/---
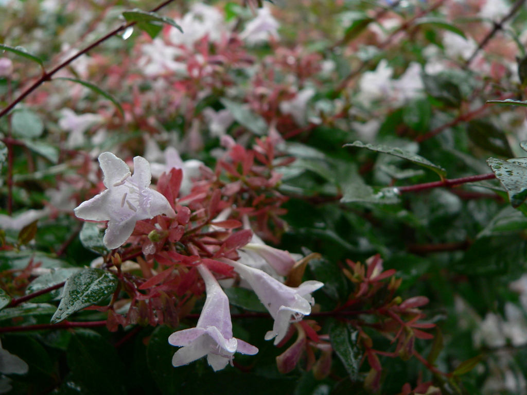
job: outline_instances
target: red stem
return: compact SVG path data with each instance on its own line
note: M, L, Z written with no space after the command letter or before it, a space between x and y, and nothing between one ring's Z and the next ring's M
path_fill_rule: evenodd
M32 299L34 298L36 298L37 296L40 296L41 295L43 295L45 293L51 292L54 290L58 289L58 288L64 287L64 283L65 282L65 281L63 281L62 282L56 284L52 287L41 289L40 291L37 291L36 292L30 293L28 295L25 295L23 297L21 297L20 298L17 298L16 299L13 299L9 304L7 305L7 307L14 307L15 306L17 306L20 304L20 303L24 303L24 302L30 300L30 299Z
M31 331L43 331L54 329L67 329L71 328L96 328L106 326L106 321L77 321L70 322L65 321L58 324L37 324L36 325L19 325L17 327L4 327L0 328L0 333L14 332L29 332Z
M155 11L157 11L160 9L161 8L163 8L163 7L165 6L166 5L172 3L173 1L174 1L174 0L166 0L166 1L164 2L163 3L162 3L161 4L158 5L155 8L151 9L150 11L150 12L154 12ZM11 110L12 110L13 108L15 105L16 105L17 104L22 101L22 100L25 98L26 96L27 96L28 95L31 93L33 91L34 91L35 89L40 86L40 85L41 85L44 82L45 82L46 81L51 81L51 77L59 70L66 67L69 64L70 64L70 63L72 62L73 61L78 58L79 56L81 56L84 55L84 54L86 53L90 50L93 49L97 45L102 43L104 41L106 41L110 37L115 35L120 32L121 32L123 30L124 30L126 28L129 27L131 26L133 26L135 24L135 22L129 22L129 23L121 24L120 26L118 26L118 27L116 27L111 32L107 34L105 36L102 37L101 38L99 38L96 41L95 41L94 42L88 45L84 49L80 51L75 55L70 56L67 59L63 62L62 63L60 63L58 65L56 66L54 68L52 69L51 71L46 72L45 70L44 70L44 72L42 73L42 75L41 76L40 78L37 80L31 86L30 86L27 88L26 88L25 91L22 92L18 97L15 99L15 100L14 100L13 102L9 103L9 104L8 104L7 107L4 108L4 110L3 110L2 111L0 111L0 118L1 118L4 115L8 113L9 111L11 111Z
M425 189L431 189L432 188L437 188L440 186L453 186L460 184L465 184L467 182L474 182L476 181L482 181L484 180L492 180L496 178L494 173L488 173L486 174L478 174L477 175L471 175L468 177L462 177L460 179L454 179L453 180L443 180L442 181L436 181L435 182L427 182L424 184L417 184L415 185L408 185L407 186L397 186L397 190L401 192L413 192L416 191L423 191Z

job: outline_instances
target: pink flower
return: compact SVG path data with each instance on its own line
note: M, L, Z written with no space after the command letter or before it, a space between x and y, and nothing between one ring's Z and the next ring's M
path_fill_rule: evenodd
M207 299L196 327L178 331L169 338L169 343L181 347L174 354L172 363L182 366L207 355L212 369L221 370L227 363L232 366L235 352L254 355L258 349L232 337L227 295L204 264L199 265L198 270L205 281Z

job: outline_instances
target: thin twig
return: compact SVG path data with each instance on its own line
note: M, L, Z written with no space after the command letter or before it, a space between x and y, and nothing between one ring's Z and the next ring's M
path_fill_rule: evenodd
M155 8L151 10L150 12L154 12L155 11L159 11L161 8L172 3L173 1L174 1L174 0L166 0L166 1L164 2L163 3L158 5ZM106 41L110 37L115 36L115 35L118 34L119 32L122 32L125 29L126 29L128 27L130 27L130 26L133 26L135 24L135 22L129 22L128 23L121 24L119 26L116 27L111 32L107 34L106 35L104 36L101 38L99 38L96 41L95 41L94 42L88 45L84 49L80 51L75 55L70 56L66 60L64 61L62 63L60 63L58 65L56 66L50 71L46 72L44 71L44 73L42 74L42 75L41 76L40 78L39 78L35 82L34 82L29 87L26 88L25 91L22 92L20 94L20 95L18 96L18 97L17 97L16 99L15 99L15 100L14 100L9 104L8 104L7 107L4 108L4 110L3 110L2 111L0 111L0 118L3 117L5 114L7 114L9 111L11 111L11 110L13 109L13 108L15 105L16 105L16 104L17 104L18 103L19 103L24 98L25 98L26 96L27 96L28 95L31 93L33 91L34 91L35 89L40 86L40 85L41 85L44 82L45 82L46 81L51 81L51 77L59 70L65 67L66 66L67 66L69 64L70 64L70 63L72 62L75 59L84 55L84 54L87 53L91 50L93 49L94 48L99 45L101 43Z
M511 8L511 11L509 12L509 13L501 18L501 20L499 22L494 22L494 27L492 28L492 30L489 32L489 33L486 35L483 39L478 45L477 47L474 50L474 52L472 54L470 55L466 62L465 62L465 66L467 67L472 61L476 58L476 55L477 55L477 53L479 52L481 50L482 50L485 45L486 45L492 39L492 37L499 32L500 30L503 29L503 24L506 22L509 19L514 16L514 14L520 11L520 8L523 5L523 3L525 2L525 0L518 0L512 6Z
M7 307L14 307L15 306L17 306L20 304L20 303L26 302L27 301L32 299L34 298L36 298L37 296L40 296L41 295L43 295L45 293L51 292L52 291L54 290L58 289L59 288L64 287L64 283L65 282L65 281L63 281L58 284L55 284L54 285L49 287L47 288L44 288L44 289L41 289L40 291L37 291L36 292L30 293L28 295L24 295L20 298L13 299Z
M476 181L482 181L484 180L492 180L496 178L494 173L488 173L486 174L477 174L477 175L470 175L468 177L462 177L459 179L453 179L452 180L443 180L442 181L436 181L435 182L427 182L424 184L416 184L415 185L408 185L407 186L397 186L397 191L400 193L413 192L418 191L424 191L426 189L432 188L437 188L441 186L454 186L460 184L465 184L467 182L475 182Z
M377 45L377 48L379 50L383 50L386 48L392 43L392 42L399 33L406 30L416 19L432 12L441 6L443 3L445 2L445 0L438 0L438 1L436 2L434 4L432 4L428 8L422 11L421 12L414 15L414 16L409 19L408 21L405 21L398 28L392 32L386 38L386 39L384 40L384 41ZM338 84L337 86L337 88L333 92L333 95L335 96L338 96L340 93L342 92L343 91L346 89L350 81L358 75L359 74L360 74L360 72L362 72L362 71L366 67L371 65L372 63L373 63L373 59L364 61L359 65L358 67L355 68L354 70L353 70L344 78L344 80L343 80L340 83Z

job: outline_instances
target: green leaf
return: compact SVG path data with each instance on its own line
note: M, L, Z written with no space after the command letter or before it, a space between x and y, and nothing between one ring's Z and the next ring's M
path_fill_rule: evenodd
M348 284L336 263L320 258L311 259L307 264L315 278L324 283L321 289L323 292L335 301L346 299L349 293Z
M110 101L115 105L115 106L118 108L119 111L122 115L124 115L124 110L123 110L122 106L121 106L120 103L112 95L110 94L108 92L105 91L103 91L101 89L99 86L96 85L94 85L91 82L88 82L87 81L84 81L82 80L77 80L75 78L69 78L67 77L57 77L56 78L54 78L53 81L56 80L64 80L67 81L72 81L72 82L76 82L77 84L80 84L82 85L85 86L86 87L91 89L93 92L96 93L98 93L104 97L108 99Z
M504 105L527 107L527 101L522 102L521 100L513 100L512 99L505 99L505 100L487 100L487 103L495 103L498 104L503 104Z
M425 90L432 97L448 107L461 105L461 91L457 84L440 75L424 75L422 78Z
M66 269L57 269L53 270L51 273L47 273L37 277L32 281L26 289L26 294L41 291L46 288L49 288L57 284L65 281L69 277L79 272L82 269L80 268L69 268ZM35 302L47 302L59 297L62 293L62 289L53 290L44 295L41 295L32 300Z
M115 348L96 332L75 331L66 357L71 373L69 379L81 383L90 393L125 393L122 379L124 369Z
M3 309L4 307L7 306L11 302L11 297L7 294L7 293L0 288L0 310Z
M471 140L482 148L503 156L513 155L505 133L490 122L471 121L467 125L467 133Z
M349 323L334 322L329 327L331 347L342 361L352 381L358 378L362 350L357 344L359 331Z
M57 308L48 303L24 303L0 310L0 321L26 315L47 315L55 312Z
M71 266L67 262L39 251L0 251L0 270L23 269L32 260L34 263L40 263L41 268L45 269L69 268Z
M264 118L240 103L226 98L220 100L225 108L230 111L234 118L249 131L259 136L267 132L268 126Z
M40 57L35 56L33 54L28 52L27 50L24 47L12 47L9 45L6 45L5 44L0 44L0 49L15 54L19 56L22 56L26 59L29 59L33 62L36 62L40 65L40 66L42 67L42 70L44 70L44 64L42 63L42 60Z
M503 208L477 235L477 238L517 233L527 229L527 218L510 206Z
M520 83L525 85L527 83L527 56L518 61L518 76L520 77Z
M431 118L432 106L427 98L412 100L403 109L404 123L417 132L428 130Z
M51 323L60 322L73 313L103 300L115 290L118 282L114 274L100 269L86 269L73 274L66 280Z
M471 358L470 359L467 359L466 361L464 361L460 363L457 367L456 368L455 370L452 372L452 374L454 376L458 376L461 374L464 374L466 373L468 373L475 368L476 365L481 362L483 360L483 356L479 355L477 357L474 357L473 358Z
M168 18L166 16L162 16L156 14L155 12L147 12L135 8L124 11L123 12L123 16L124 17L124 18L128 22L136 22L138 26L142 29L144 29L144 26L146 25L150 25L150 26L157 26L160 27L159 29L160 31L161 28L162 28L160 26L161 24L166 23L168 25L174 26L181 33L183 33L181 27L176 23L175 21L173 19ZM148 30L146 31L149 34L150 34ZM155 36L154 35L152 38L153 38L155 37Z
M7 146L0 141L0 173L7 159Z
M104 230L101 229L98 224L94 222L84 222L79 234L83 245L101 255L105 255L109 252L103 243L104 236Z
M24 143L31 151L44 156L52 163L58 163L58 149L56 147L42 141L25 140Z
M448 23L447 21L441 18L434 18L433 17L418 18L415 20L414 24L417 26L431 25L433 26L447 30L449 32L457 34L458 36L461 36L463 38L466 38L465 34L461 29L456 27L452 24Z
M493 157L487 163L509 194L511 204L518 208L527 199L527 163L522 158L500 160Z
M15 111L11 118L13 133L18 137L34 139L44 133L44 123L38 115L28 110Z
M267 312L267 309L253 291L246 288L226 288L223 291L228 297L231 304L249 311Z
M174 332L168 327L159 326L152 333L147 348L148 367L163 395L181 393L182 381L194 367L174 368L172 358L178 350L168 343L168 337Z
M407 151L396 147L390 147L387 145L374 145L372 144L365 144L360 141L356 141L354 143L352 143L351 144L344 144L344 146L366 148L370 151L373 151L376 152L389 154L390 155L393 155L395 156L406 159L406 160L409 161L412 163L419 165L419 166L423 166L427 169L430 169L431 170L433 170L439 174L440 176L442 179L443 179L445 175L446 175L446 171L443 167L434 164L429 160L423 157L422 156L416 154L413 154L411 152L409 152Z

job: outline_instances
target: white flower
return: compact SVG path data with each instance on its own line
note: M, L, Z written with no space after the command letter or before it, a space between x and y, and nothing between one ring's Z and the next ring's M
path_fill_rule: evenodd
M311 305L315 300L311 293L324 286L319 281L306 281L300 287L285 285L265 272L226 258L219 260L233 266L248 282L260 301L275 319L272 330L265 335L266 340L276 337L275 344L278 344L286 334L291 322L297 322L311 313Z
M178 331L169 337L169 343L182 347L174 354L172 363L182 366L206 355L212 369L220 370L227 363L232 365L235 352L254 355L258 349L232 337L227 295L204 265L199 265L198 270L205 282L207 299L196 327Z
M443 33L443 44L447 56L452 58L461 57L465 60L470 57L477 47L477 44L473 39L470 37L463 38L450 32Z
M306 124L306 108L307 102L315 95L315 90L305 88L297 93L291 100L284 100L280 103L280 111L284 114L290 114L298 125Z
M369 107L372 103L393 94L392 76L393 69L388 65L388 61L383 59L374 71L367 71L363 74L359 82L359 98Z
M214 111L210 107L203 111L203 114L209 124L209 130L212 137L219 137L225 135L229 126L234 122L234 117L227 108Z
M181 54L181 50L167 45L160 38L155 38L151 44L143 44L141 50L144 56L140 59L139 66L145 75L157 76L167 72L187 73L187 65L174 60Z
M246 25L240 37L249 44L265 43L271 37L278 38L279 27L278 21L271 15L271 10L264 7L258 8L256 17Z
M77 115L70 108L63 108L61 113L62 117L58 121L58 126L62 130L69 132L66 142L69 148L77 148L84 144L86 142L84 133L95 124L104 120L98 114Z
M84 220L109 221L103 239L106 248L113 249L122 245L139 220L161 214L175 216L167 198L148 187L151 175L146 159L133 159L133 175L128 165L111 152L101 154L99 161L108 189L82 203L75 209L75 214Z

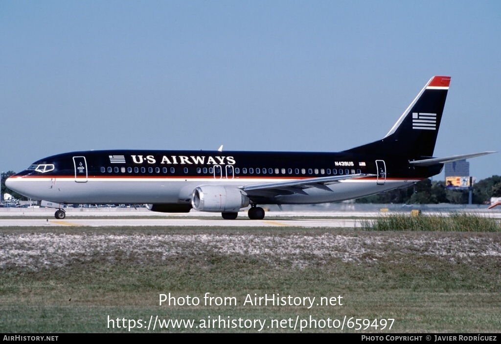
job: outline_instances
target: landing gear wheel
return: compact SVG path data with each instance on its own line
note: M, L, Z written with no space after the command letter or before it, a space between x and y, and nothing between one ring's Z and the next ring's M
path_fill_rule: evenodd
M238 216L238 213L221 213L222 218L225 220L234 220Z
M252 207L247 212L251 220L262 220L265 218L265 209L261 207Z
M64 210L62 210L61 209L59 209L59 210L56 212L55 214L54 214L54 216L58 220L62 220L63 219L64 219L65 217L66 217L66 213L65 212Z

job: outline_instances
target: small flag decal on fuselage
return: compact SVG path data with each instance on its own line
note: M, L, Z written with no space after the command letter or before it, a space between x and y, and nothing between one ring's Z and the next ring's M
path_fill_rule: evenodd
M110 162L112 164L125 164L125 157L123 155L110 155Z
M412 129L436 130L437 114L425 112L412 113Z

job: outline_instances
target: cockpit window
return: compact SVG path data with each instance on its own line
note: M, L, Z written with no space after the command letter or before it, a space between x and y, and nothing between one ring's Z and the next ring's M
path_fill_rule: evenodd
M40 164L39 165L32 165L27 169L44 173L49 171L52 171L54 168L54 165L53 164Z

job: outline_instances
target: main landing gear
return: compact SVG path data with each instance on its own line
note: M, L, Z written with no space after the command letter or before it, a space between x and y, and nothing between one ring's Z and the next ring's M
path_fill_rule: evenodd
M66 212L62 209L58 209L54 214L54 217L58 220L62 220L66 217Z
M221 213L225 220L234 220L238 216L238 213ZM265 218L265 209L256 205L250 206L250 209L247 212L247 215L251 220L262 220Z
M247 212L247 215L251 220L262 220L265 218L265 209L256 205L250 206L250 209Z

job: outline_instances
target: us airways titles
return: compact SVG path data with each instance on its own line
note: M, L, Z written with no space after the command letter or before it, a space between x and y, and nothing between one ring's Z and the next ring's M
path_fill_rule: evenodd
M153 155L131 155L135 164L156 164L157 159ZM234 165L235 159L232 156L200 156L185 155L164 155L160 160L160 164L167 165Z

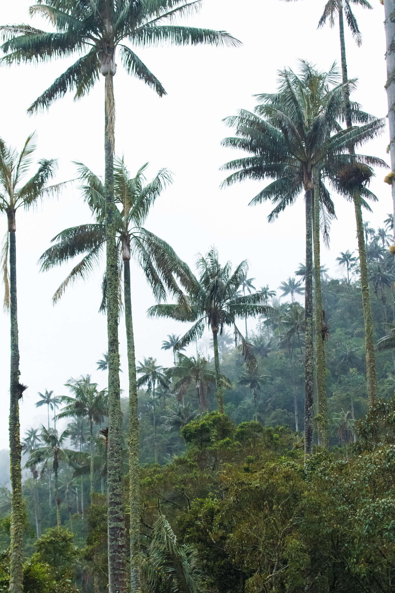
\---
▶ [Goal]: Please give everything from the start of the records down to the line containing "M31 331L43 331L54", both included, as a numbered list without blank lines. Leave the pictures out.

▶ [Complete output]:
1. job: outline_instances
2. target: red stem
3. return: compact SVG path data with each instance on its own line
4. note: M, L, Z written with no space after the command letter or before it, a space between x and y, and nothing between one ring's Z and the next ring's M
5. path_fill_rule: evenodd
6. M32 299L34 298L36 298L37 296L40 296L41 295L43 295L45 293L51 292L54 290L58 289L58 288L64 287L64 283L65 282L65 281L63 281L62 282L56 284L52 287L41 289L40 291L37 291L36 292L30 293L28 295L25 295L23 297L21 297L20 298L17 298L16 299L13 299L9 304L7 305L7 307L14 307L15 306L17 306L20 304L20 303L24 303L24 302L30 300L30 299Z
7. M31 331L43 331L54 329L67 329L71 328L96 328L106 326L106 321L77 321L70 322L65 321L58 324L37 324L36 325L19 325L17 327L4 327L0 328L0 333L14 332L29 332Z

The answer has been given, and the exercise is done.